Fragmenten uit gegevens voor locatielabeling
═══

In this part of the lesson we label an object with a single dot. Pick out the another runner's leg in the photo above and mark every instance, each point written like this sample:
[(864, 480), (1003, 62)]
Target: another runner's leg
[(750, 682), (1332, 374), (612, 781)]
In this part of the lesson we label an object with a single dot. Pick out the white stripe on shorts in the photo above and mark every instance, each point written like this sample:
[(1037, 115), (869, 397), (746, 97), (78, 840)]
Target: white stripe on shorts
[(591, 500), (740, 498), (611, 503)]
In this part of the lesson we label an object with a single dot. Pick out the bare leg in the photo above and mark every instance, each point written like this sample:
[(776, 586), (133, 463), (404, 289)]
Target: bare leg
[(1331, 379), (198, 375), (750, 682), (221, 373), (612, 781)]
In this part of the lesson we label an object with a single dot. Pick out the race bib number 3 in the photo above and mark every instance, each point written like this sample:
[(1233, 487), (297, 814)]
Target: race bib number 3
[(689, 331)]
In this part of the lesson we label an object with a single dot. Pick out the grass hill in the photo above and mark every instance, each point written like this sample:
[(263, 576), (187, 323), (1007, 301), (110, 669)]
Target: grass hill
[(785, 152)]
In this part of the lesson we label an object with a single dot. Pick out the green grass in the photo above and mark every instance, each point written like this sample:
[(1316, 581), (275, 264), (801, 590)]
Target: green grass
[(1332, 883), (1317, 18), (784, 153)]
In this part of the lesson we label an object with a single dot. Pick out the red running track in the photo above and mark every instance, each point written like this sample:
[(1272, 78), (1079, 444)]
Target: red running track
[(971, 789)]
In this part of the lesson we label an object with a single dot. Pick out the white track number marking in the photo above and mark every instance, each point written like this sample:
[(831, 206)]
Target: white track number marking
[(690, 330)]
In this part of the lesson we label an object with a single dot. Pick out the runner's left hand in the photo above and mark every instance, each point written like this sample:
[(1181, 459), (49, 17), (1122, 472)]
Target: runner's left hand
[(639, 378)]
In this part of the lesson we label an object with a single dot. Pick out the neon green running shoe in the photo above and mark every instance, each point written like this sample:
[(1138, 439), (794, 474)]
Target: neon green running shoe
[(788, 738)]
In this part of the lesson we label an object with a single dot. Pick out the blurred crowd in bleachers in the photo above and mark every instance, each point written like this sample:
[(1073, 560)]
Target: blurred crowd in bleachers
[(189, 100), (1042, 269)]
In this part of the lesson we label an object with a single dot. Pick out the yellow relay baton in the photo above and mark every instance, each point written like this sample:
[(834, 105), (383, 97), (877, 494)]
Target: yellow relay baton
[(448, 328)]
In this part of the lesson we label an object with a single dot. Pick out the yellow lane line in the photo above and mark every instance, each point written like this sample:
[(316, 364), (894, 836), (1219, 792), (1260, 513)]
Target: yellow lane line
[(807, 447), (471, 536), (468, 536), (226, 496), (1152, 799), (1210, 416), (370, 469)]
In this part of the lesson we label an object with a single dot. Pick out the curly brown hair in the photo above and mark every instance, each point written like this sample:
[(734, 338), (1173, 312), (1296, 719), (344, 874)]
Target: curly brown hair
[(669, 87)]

═══

> **Opdracht**
Geef de regels tussen de regel met "the white track" en de regel met "[(690, 330)]", beide inbegrepen, weer als Markdown-tabel met de kolommen Nummer en Regel. Laat lege regels weg.

> **Antwoord hieronder**
| Nummer | Regel |
|---|---|
| 1 | In this part of the lesson we label an object with a single dot. Pick out the white track number marking in the photo above and mark every instance, each point written like this sample: |
| 2 | [(831, 206)] |
| 3 | Target: white track number marking |
| 4 | [(690, 330)] |